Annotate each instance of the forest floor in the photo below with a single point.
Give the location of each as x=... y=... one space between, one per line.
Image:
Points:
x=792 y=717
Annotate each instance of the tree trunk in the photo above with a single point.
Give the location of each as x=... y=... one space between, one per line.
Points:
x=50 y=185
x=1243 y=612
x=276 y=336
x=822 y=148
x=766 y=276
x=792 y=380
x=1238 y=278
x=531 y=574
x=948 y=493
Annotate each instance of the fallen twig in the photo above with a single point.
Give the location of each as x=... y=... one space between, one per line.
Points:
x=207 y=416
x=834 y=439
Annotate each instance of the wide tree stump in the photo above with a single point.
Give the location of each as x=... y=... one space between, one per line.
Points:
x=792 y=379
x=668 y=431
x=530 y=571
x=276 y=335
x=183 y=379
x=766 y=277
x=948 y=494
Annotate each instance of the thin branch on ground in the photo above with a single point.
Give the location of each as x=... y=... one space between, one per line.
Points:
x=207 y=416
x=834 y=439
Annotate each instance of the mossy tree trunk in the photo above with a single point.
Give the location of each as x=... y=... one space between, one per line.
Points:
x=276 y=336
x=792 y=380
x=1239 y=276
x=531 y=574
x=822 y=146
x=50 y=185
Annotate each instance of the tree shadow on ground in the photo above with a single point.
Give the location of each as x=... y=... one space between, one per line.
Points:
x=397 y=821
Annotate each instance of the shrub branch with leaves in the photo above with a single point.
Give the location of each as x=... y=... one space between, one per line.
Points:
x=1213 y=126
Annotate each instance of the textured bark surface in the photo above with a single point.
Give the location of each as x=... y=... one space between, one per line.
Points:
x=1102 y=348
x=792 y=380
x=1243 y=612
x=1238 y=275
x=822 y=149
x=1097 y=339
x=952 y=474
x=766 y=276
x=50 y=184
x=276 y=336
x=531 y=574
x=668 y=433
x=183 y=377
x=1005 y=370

■ Problem:
Scan the records for the string "above" and show every line that contains it.

■ Your response:
Annotate each instance of the tree trunk in the photo above with a single point.
Annotate each instance of the fallen twig in the photo above with a single point.
Annotate each instance of the wide tree stump in the photo above with a single point.
Annotate each instance of the thin branch on ground in the photo above with a single point.
Annotate each instance of the mossy tree trunk in the photo above with a single point.
Annotate each instance of the tree shadow on ground in the photo above with a single point.
Annotate each instance of the shrub branch with leaves in the photo above with a single point.
Annotate each instance of the textured bark surface in the photo above with a single point.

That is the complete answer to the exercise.